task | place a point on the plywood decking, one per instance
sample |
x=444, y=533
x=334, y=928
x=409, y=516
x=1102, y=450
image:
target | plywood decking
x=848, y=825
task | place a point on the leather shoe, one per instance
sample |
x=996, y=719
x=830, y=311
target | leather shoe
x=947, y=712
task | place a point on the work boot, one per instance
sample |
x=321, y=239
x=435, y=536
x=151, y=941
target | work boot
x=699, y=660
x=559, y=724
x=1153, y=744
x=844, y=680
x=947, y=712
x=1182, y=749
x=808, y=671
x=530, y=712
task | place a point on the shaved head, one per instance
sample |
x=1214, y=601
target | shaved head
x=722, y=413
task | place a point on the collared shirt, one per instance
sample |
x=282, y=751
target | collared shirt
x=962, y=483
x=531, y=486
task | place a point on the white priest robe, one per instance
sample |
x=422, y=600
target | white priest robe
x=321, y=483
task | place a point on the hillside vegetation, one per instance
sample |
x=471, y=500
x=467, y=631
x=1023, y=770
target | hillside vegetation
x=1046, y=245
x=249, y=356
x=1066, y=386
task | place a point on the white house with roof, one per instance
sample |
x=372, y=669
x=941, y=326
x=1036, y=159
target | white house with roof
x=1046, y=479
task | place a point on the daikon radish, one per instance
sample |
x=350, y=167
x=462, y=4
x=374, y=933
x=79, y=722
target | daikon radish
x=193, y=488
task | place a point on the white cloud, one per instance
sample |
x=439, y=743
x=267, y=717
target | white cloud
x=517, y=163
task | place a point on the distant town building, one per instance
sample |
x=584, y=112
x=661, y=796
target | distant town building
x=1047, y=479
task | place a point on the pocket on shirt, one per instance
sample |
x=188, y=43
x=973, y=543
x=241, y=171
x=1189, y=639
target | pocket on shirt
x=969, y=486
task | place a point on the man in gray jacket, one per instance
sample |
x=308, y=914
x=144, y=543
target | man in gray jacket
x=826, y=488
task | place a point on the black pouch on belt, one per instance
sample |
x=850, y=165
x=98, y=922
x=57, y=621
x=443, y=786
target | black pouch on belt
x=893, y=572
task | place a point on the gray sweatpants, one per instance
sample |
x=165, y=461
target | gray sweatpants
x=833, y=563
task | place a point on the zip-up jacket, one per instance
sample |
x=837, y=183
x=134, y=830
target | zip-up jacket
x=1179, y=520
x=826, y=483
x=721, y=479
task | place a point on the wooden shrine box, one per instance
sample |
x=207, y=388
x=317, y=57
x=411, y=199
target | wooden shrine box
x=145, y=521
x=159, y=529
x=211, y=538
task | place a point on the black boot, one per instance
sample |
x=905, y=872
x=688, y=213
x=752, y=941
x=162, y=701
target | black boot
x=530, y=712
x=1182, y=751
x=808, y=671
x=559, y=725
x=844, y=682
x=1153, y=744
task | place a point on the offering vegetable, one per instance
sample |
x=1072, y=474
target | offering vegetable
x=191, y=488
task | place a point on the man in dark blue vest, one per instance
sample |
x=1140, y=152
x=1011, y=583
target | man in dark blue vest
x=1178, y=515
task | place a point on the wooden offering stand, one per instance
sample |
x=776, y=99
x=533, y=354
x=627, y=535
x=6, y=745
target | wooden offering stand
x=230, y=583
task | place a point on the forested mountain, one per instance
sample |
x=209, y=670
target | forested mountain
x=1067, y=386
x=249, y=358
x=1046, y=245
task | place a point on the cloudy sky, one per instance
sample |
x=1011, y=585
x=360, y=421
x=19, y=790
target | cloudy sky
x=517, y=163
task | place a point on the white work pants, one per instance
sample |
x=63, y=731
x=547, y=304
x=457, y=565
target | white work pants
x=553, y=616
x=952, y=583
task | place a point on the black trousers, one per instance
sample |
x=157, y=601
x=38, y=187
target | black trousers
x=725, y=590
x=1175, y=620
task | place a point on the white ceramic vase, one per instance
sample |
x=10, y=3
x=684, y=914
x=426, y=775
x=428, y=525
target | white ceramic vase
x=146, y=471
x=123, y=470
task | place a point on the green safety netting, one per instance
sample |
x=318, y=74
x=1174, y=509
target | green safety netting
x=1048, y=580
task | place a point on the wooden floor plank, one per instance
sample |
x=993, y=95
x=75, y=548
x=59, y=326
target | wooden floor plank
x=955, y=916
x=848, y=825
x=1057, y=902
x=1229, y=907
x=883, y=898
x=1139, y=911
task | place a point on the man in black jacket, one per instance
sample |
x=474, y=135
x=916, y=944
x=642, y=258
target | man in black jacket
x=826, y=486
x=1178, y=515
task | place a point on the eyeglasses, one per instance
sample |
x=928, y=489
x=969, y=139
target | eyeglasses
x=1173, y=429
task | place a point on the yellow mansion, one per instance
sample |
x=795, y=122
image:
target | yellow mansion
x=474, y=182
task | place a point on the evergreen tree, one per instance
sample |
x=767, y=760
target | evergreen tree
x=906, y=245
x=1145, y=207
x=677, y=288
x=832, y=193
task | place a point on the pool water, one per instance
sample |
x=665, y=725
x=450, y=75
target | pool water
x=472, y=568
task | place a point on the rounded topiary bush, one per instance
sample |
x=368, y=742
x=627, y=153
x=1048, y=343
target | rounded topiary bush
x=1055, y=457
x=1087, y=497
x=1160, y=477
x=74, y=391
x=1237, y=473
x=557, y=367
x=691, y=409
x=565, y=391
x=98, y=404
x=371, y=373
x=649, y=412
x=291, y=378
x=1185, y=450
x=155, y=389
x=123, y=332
——
§ **EXERCISE AIM**:
Transcribe all the entries, keeping each one exactly as it is.

§ **SOLUTION TO THIS EXERCISE**:
task | place a point on the plywood decking, one per instance
sample |
x=444, y=533
x=334, y=928
x=409, y=516
x=1102, y=450
image:
target | plywood decking
x=848, y=825
task | place a point on the leather shoe, one per instance
sample |
x=996, y=719
x=830, y=311
target | leather shoe
x=947, y=712
task | place a point on the work boot, one per instance
sample |
x=321, y=239
x=435, y=536
x=151, y=941
target | work boot
x=699, y=660
x=559, y=724
x=1153, y=744
x=844, y=680
x=947, y=712
x=1182, y=749
x=808, y=671
x=530, y=712
task | place a point on the shaved head, one per instance
sample |
x=1214, y=601
target | shaved head
x=722, y=413
task | place a point on the collared shirt, one per instance
sample |
x=282, y=751
target | collared shirt
x=962, y=483
x=531, y=486
task | place a point on the white priest robe, one per instance
sample |
x=422, y=600
target | white priest robe
x=321, y=483
task | place a point on the hillside vegetation, one per instance
sample |
x=471, y=500
x=467, y=631
x=1023, y=770
target | hillside vegetation
x=1046, y=245
x=249, y=356
x=1066, y=386
task | place a point on the white house with roof, one per instance
sample |
x=372, y=669
x=941, y=326
x=1036, y=159
target | white house with roof
x=1046, y=479
task | place a point on the daikon radish, one per instance
sample |
x=350, y=167
x=462, y=4
x=374, y=933
x=79, y=722
target | daikon radish
x=193, y=488
task | place a point on the white cloud, one per instance
sample |
x=439, y=743
x=267, y=717
target | white cloud
x=517, y=163
task | place a point on the distant town building, one per instance
sample |
x=584, y=112
x=661, y=796
target | distant town building
x=1047, y=479
task | place a point on the pocket on shirt, one per instance
sample |
x=188, y=43
x=973, y=543
x=241, y=171
x=1189, y=639
target | pocket on shirt
x=969, y=486
task | place a point on the man in gray jacket, one per instance
sample |
x=308, y=914
x=144, y=543
target | man in gray jacket
x=826, y=488
task | place a point on the black pouch on belt, one per instance
sample |
x=850, y=165
x=98, y=922
x=57, y=621
x=443, y=786
target | black pouch on belt
x=893, y=572
task | place a point on the gray sweatpants, one per instance
sample |
x=165, y=461
target | gray sweatpants
x=833, y=563
task | place a point on the zip-up jacket, one per instance
sample |
x=837, y=183
x=134, y=830
target | zip-up jacket
x=1179, y=520
x=826, y=483
x=721, y=479
task | place a point on the wooden shrine box, one per instance
sample |
x=207, y=388
x=317, y=57
x=411, y=199
target | wooden shrine box
x=145, y=521
x=159, y=529
x=211, y=538
task | place a point on the black boot, one per instance
sample |
x=905, y=872
x=688, y=213
x=752, y=941
x=162, y=701
target | black boot
x=530, y=712
x=1182, y=751
x=808, y=671
x=559, y=725
x=844, y=682
x=1153, y=744
task | place a point on the offering vegetable, one per instance
sample |
x=1072, y=474
target | offering vegetable
x=191, y=488
task | place a point on the man in dark blue vest, one per instance
sample |
x=1140, y=152
x=1011, y=583
target | man in dark blue vest
x=1178, y=515
task | place a point on the wooden offering stand, one per instance
sample |
x=776, y=99
x=533, y=354
x=627, y=535
x=6, y=745
target | wooden offering stand
x=230, y=583
task | place a point on the forested mountain, one per instance
sample |
x=209, y=670
target | forested mountain
x=1067, y=386
x=249, y=358
x=1046, y=245
task | place a point on the cloudy sky, one per instance
sample |
x=1011, y=585
x=360, y=421
x=19, y=790
target | cloudy sky
x=517, y=163
task | place a point on the white work pants, one per instance
sample |
x=63, y=731
x=547, y=304
x=457, y=565
target | white work pants
x=553, y=616
x=952, y=583
task | place a point on the black trousers, one per instance
sample |
x=157, y=601
x=38, y=187
target | black trousers
x=725, y=590
x=1175, y=620
task | place a point on the white ceramic vase, one per instance
sample |
x=10, y=3
x=684, y=914
x=426, y=775
x=428, y=525
target | white ceramic vase
x=146, y=471
x=123, y=470
task | place a point on the green safety netting, one per instance
sample |
x=318, y=74
x=1174, y=509
target | green safety netting
x=1048, y=580
task | place a point on the wooden floor plank, one per instance
sample |
x=993, y=95
x=75, y=548
x=59, y=326
target | wooden floor plank
x=955, y=916
x=848, y=825
x=1057, y=902
x=1229, y=907
x=883, y=898
x=1139, y=911
task | place a point on the man in black jacket, one per instance
sample |
x=474, y=135
x=916, y=944
x=642, y=258
target | man in black jacket
x=826, y=486
x=1178, y=515
task | place a point on the eyeglasses, one per instance
sample |
x=928, y=489
x=969, y=139
target | eyeglasses
x=1173, y=429
task | place a point on the yellow mansion, one per instance
sample |
x=795, y=122
image:
target | yellow mansion
x=474, y=182
task | place a point on the evergreen tree, one per instance
sample |
x=767, y=760
target | evergreen tree
x=906, y=245
x=1145, y=207
x=677, y=288
x=832, y=193
task | place a point on the pool water, one per instance
sample |
x=665, y=725
x=450, y=75
target | pool water
x=472, y=568
task | place a point on the rounded topiary bush, one per instance
sample |
x=368, y=742
x=627, y=153
x=1048, y=343
target | rounded topiary bush
x=1055, y=457
x=1087, y=497
x=1160, y=477
x=74, y=391
x=1237, y=473
x=557, y=367
x=691, y=409
x=565, y=391
x=98, y=404
x=371, y=373
x=649, y=412
x=291, y=378
x=1185, y=450
x=155, y=389
x=123, y=332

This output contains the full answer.